Copy every entry exactly, but skip the pictures.

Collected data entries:
= Beginning of Section =
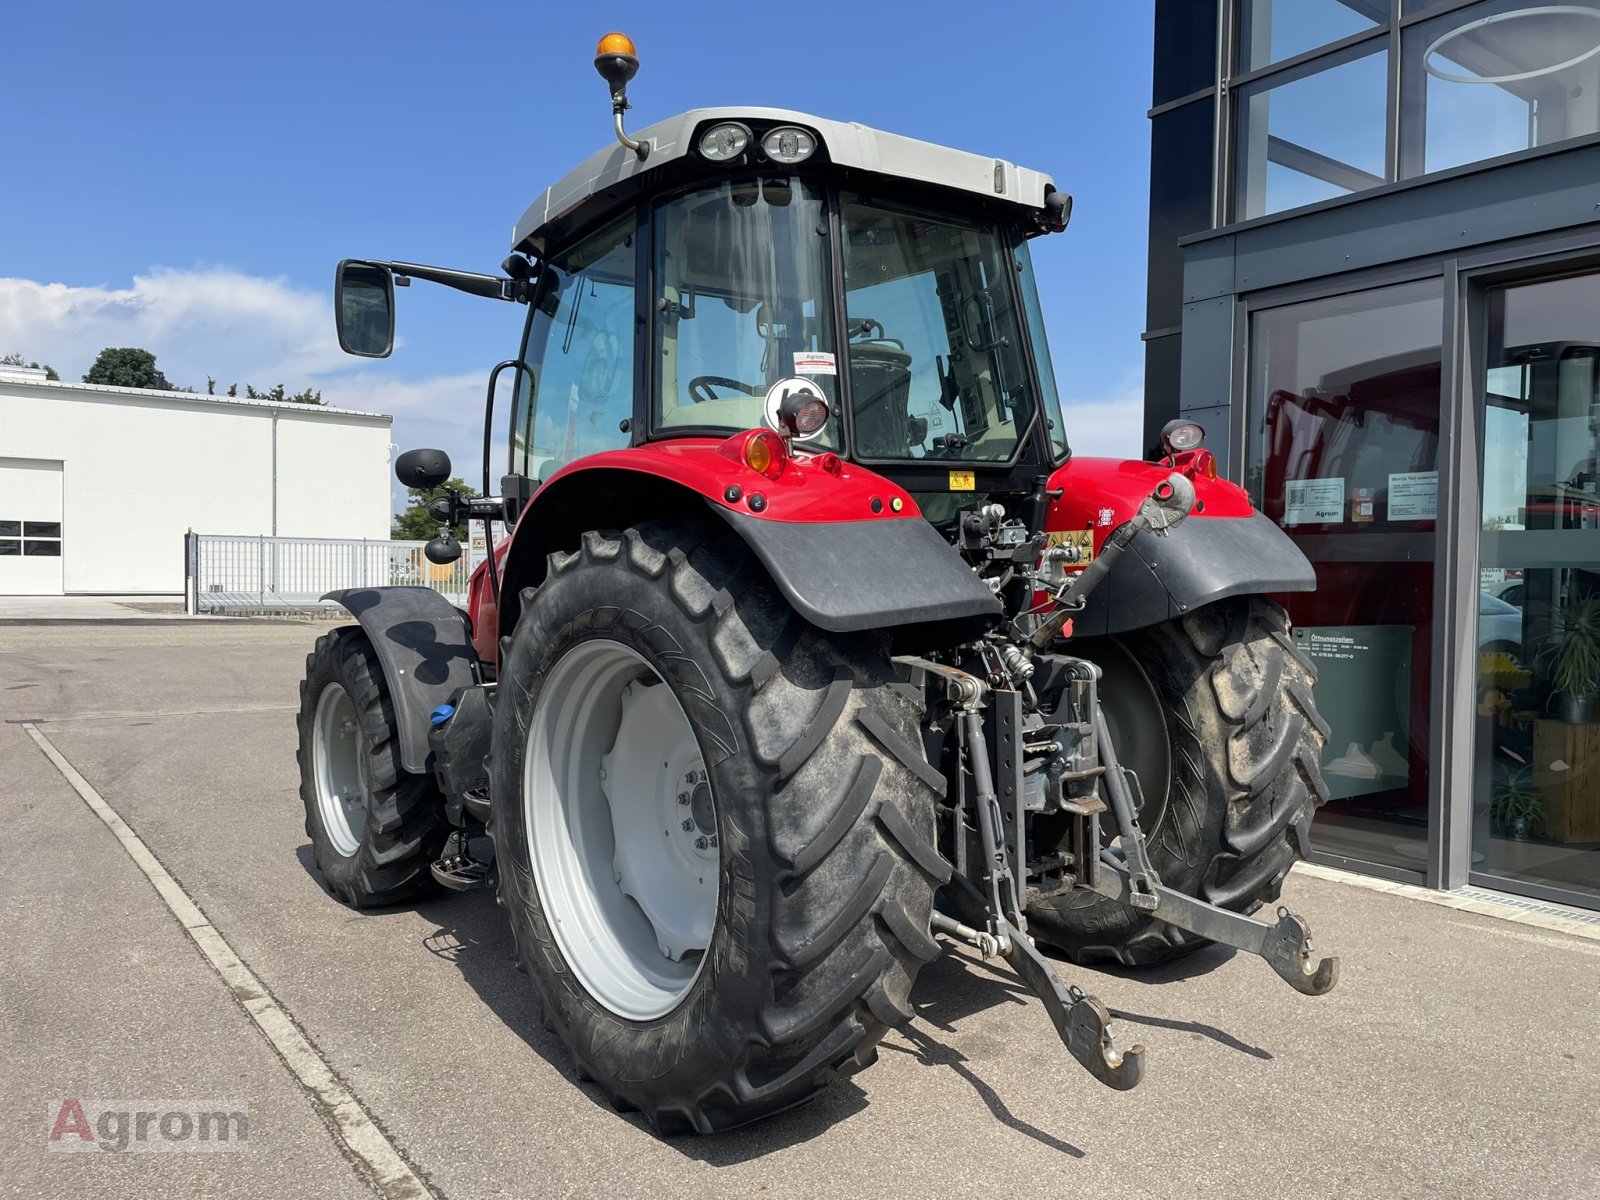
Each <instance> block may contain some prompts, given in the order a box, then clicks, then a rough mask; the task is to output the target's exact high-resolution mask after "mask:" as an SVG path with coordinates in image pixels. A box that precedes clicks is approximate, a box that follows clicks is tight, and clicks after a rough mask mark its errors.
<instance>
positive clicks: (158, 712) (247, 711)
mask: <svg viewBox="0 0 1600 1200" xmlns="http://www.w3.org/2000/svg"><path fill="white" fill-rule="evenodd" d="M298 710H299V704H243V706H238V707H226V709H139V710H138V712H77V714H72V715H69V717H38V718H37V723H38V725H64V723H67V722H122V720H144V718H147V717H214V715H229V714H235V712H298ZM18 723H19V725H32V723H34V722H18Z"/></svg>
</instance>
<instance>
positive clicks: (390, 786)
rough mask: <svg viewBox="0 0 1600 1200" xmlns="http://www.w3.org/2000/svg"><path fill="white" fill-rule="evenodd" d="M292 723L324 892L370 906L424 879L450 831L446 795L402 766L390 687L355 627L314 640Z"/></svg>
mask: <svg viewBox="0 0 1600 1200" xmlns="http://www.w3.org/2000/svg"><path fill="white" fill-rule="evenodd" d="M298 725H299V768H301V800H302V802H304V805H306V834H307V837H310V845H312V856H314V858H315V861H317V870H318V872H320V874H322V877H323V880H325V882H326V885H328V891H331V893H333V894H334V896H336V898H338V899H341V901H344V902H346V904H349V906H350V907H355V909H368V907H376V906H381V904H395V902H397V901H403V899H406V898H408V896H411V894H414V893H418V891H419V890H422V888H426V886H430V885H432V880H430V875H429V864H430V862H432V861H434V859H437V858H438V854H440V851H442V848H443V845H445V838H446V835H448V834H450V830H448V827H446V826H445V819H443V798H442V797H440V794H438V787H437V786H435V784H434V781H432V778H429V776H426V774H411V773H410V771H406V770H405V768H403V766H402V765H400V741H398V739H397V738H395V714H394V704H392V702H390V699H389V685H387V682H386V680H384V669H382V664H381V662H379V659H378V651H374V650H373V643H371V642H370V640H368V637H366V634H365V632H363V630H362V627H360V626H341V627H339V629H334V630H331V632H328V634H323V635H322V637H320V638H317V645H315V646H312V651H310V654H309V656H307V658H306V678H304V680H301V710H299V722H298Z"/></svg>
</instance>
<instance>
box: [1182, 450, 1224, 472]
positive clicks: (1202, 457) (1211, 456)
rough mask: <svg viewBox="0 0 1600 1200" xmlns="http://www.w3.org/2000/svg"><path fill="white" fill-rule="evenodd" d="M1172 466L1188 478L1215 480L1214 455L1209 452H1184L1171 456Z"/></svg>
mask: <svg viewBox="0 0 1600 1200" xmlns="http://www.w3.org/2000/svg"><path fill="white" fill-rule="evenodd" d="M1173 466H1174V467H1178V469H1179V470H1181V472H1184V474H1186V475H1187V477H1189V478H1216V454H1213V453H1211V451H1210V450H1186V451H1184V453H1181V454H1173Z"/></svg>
= End of Section =
• RESPONSE AREA:
Each <instance> block may contain some prompts, given in the order a box, then clicks, then a rough mask; the task is to output the target's exact high-resolution mask after "mask:" as an SVG path with coordinates in image pixels. A box that precedes clicks is approximate, a box that follows clicks is tight, and clicks after a rough mask mark its errors.
<instance>
positive clicks: (158, 712) (247, 711)
mask: <svg viewBox="0 0 1600 1200" xmlns="http://www.w3.org/2000/svg"><path fill="white" fill-rule="evenodd" d="M298 710H299V704H243V706H238V707H226V709H139V710H138V712H77V714H72V715H69V717H38V718H37V723H38V725H64V723H67V722H122V720H144V718H147V717H214V715H229V714H235V712H298ZM18 723H19V725H32V723H34V722H18Z"/></svg>
</instance>
<instance>
positive clicks: (390, 786)
rough mask: <svg viewBox="0 0 1600 1200" xmlns="http://www.w3.org/2000/svg"><path fill="white" fill-rule="evenodd" d="M292 723L324 892L370 906L424 879L450 831L446 795L402 766L390 687L355 627L314 640Z"/></svg>
mask: <svg viewBox="0 0 1600 1200" xmlns="http://www.w3.org/2000/svg"><path fill="white" fill-rule="evenodd" d="M298 725H299V768H301V800H302V802H304V805H306V834H307V837H310V845H312V856H314V858H315V861H317V870H318V872H320V874H322V877H323V880H325V882H326V885H328V891H331V893H333V894H334V896H336V898H338V899H341V901H344V902H346V904H349V906H350V907H355V909H368V907H376V906H381V904H395V902H397V901H403V899H406V898H408V896H411V894H414V893H418V891H419V890H422V888H426V886H430V885H432V880H430V875H429V864H430V862H432V861H434V859H437V858H438V854H440V851H442V848H443V845H445V838H446V835H448V834H450V830H448V827H446V826H445V819H443V798H442V797H440V794H438V787H437V786H435V784H434V781H432V778H429V776H426V774H411V773H410V771H406V770H405V768H403V766H402V765H400V741H398V739H397V738H395V714H394V704H392V702H390V699H389V685H387V682H386V680H384V669H382V664H381V662H379V659H378V651H374V650H373V643H371V642H370V640H368V637H366V634H365V632H363V630H362V627H360V626H341V627H339V629H334V630H331V632H328V634H323V635H322V637H320V638H317V645H315V646H312V651H310V654H309V656H307V658H306V678H304V680H301V710H299V722H298Z"/></svg>
</instance>
<instance>
box: [1182, 450, 1224, 472]
positive clicks: (1202, 457) (1211, 456)
rough mask: <svg viewBox="0 0 1600 1200" xmlns="http://www.w3.org/2000/svg"><path fill="white" fill-rule="evenodd" d="M1172 466L1188 478L1215 480L1214 455L1209 452H1184L1171 456Z"/></svg>
mask: <svg viewBox="0 0 1600 1200" xmlns="http://www.w3.org/2000/svg"><path fill="white" fill-rule="evenodd" d="M1173 466H1174V467H1178V469H1179V470H1181V472H1184V474H1186V475H1187V477H1189V478H1216V454H1213V453H1211V451H1210V450H1186V451H1184V453H1181V454H1173Z"/></svg>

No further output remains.